Por mais de três décadas, cientistas canadenses monitoraram a vida marinha do Atlântico Norte sem nunca encontrar um tubarão-branco morto. No entanto, em apenas um ano, cinco carcaças foram descobertas, levantando um mistério preocupante.
Casos semelhantes já haviam ocorrido nos EUA, totalizando nove tubarões encontrados sem sinais aparentes de ferimentos ou desnutrição. A causa foi revelada após análises microscópicas: meningoencefalite, uma inflamação do cérebro e das membranas que o envolvem, afetando a função cognitiva dos animais.
A inflamação cerebral pode comprometer a capacidade dos tubarões de nadar e se alimentar corretamente, tornando-os mais propensos a encalhar. Ocorre que a meningoencefalite não é uma doença propriamente dita, mas um sintoma. E os cientistas querem saber o que está causando esse quadro.
Uma doença pouco compreendida
Em entrevista ao site IFLScience, Harley Newton, cientista-chefe e veterinária da OCEARCH, organização conhecida pelo monitoramento de tubarões, destacou a falta de conhecimento sobre doenças naturais em tubarões e raias selvagens. “Encontrar vários indivíduos da mesma espécie, com sinais semelhantes de inflamação cerebral, ao longo de alguns anos, é algo preocupante”, afirmou, ponderando, no entanto, que sem um panorama mais amplo sobre a saúde dos tubarões é difícil medir a real gravidade do problema.
Foi ela quem primeiro identificou a meningoencefalite em um tubarão-branco em 2022, analisando amostras de tecido cerebral de um animal encontrado em Long Island, Nova York. Desde então, outros casos surgiram em locais distantes, como a Ilha do Príncipe Edward, no Canadá, e a Carolina do Sul, nos EUA. E a origem da doença continua desconhecida.
O impacto para os tubarões e o ecossistema
O surgimento dessa condição representa um novo desafio para os grandes tubarões-brancos, que já enfrentam riscos devido à pesca excessiva e à degradação do ambiente marinho. Segundo David Shiffman, estudante de pós-graduação em ecologia e conservação de tubarões, cerca de um terço das espécies conhecidas de tubarões e seus parentes – como raias e quimeras – estão ameaçados de extinção, conforme avaliado pela Lista Vermelha da União Internacional para a Conservação da Natureza (IUCN).
Embora os EUA sejam um dos países com melhores práticas de conservação de tubarões, a população do Atlântico Norte ainda é pouco estudada. De acordo com Shiffman, esses tubarões começaram a reaparecer na região recentemente, após um período de declínio populacional. O surgimento de uma doença misteriosa e potencialmente fatal pode representar um risco ainda maior.
No momento, não há evidências de que a meningoencefalite esteja se espalhando em larga escala. No entanto, se sua causa for infecciosa, há o risco de que a condição atinja um número maior de indivíduos. “É importante estudar sinais de alerta de doenças emergentes”, orientou Shiffman.
Como desvendar o enigma?
Para tentar solucionar o mistério, Newton enviou amostras de tecido cerebral de um dos tubarões para o Laboratório de Diagnóstico de Doenças Animais de Washington. A análise genética pode identificar possíveis vírus ou bactérias responsáveis pela inflamação. No entanto, a cientista não acredita que uma resposta definitiva surgirá rapidamente.
Enquanto isso, especialistas enfatizam a importância de estudar tubarões encalhados para entender melhor as doenças que podem afetá-los. Segundo Shiffman, a preservação desses predadores é essencial para manter o equilíbrio do oceano. “Se você quer um ecossistema saudável, precisa de uma cadeia alimentar equilibrada – e isso inclui um topo forte”.

---------------

**Tarefa atribuída:**
Repita, sem alterações, a parte do texto sobre os tubarões-brancos que começa pelas palavras "Embora os EUA" e termina após "risco ainda maior.". Os dados apresentados provêm de uma fonte distinta.

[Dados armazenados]
---------------

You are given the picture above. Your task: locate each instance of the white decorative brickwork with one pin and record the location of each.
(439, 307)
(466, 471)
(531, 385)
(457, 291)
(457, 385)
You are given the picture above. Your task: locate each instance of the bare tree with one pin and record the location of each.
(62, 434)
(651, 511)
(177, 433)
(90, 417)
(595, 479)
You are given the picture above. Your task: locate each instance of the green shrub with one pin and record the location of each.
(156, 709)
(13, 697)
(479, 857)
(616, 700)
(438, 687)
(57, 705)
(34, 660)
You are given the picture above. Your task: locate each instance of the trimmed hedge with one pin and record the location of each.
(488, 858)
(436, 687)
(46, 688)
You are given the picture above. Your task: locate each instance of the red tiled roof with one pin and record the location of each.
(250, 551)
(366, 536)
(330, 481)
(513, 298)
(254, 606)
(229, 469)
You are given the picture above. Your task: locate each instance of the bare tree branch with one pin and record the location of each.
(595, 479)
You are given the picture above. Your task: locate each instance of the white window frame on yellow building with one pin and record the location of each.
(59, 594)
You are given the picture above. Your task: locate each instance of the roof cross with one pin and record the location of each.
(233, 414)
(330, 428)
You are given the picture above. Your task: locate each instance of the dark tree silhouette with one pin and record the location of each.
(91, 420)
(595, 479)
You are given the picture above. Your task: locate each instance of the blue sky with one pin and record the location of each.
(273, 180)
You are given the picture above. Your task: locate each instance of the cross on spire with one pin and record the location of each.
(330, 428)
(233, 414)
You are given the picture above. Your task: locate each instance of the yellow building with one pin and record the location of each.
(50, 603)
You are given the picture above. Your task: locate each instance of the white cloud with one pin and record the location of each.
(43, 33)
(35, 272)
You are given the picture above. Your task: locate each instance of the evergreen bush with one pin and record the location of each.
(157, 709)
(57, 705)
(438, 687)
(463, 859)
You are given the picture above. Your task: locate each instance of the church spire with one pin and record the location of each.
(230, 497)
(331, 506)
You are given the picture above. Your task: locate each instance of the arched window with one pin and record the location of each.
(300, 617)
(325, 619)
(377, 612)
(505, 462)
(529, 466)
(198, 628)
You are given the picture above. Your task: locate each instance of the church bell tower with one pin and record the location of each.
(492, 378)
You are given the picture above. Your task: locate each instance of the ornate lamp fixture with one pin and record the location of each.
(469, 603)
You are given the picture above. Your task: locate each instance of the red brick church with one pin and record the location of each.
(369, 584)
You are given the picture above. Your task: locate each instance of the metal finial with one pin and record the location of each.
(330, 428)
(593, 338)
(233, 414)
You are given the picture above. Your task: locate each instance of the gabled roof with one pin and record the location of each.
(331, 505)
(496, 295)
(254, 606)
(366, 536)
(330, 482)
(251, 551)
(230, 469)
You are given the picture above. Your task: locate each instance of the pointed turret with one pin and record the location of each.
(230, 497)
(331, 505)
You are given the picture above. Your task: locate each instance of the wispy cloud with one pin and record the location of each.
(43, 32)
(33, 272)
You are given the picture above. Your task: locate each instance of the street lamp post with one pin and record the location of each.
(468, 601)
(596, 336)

---------------

**Resposta à tarefa:**
Embora os EUA sejam um dos países com melhores práticas de conservação de tubarões, a população do Atlântico Norte ainda é pouco estudada. De acordo com Shiffman, esses tubarões começaram a reaparecer na região recentemente, após um período de declínio populacional. O surgimento de uma doença misteriosa e potencialmente fatal pode representar um risco ainda maior.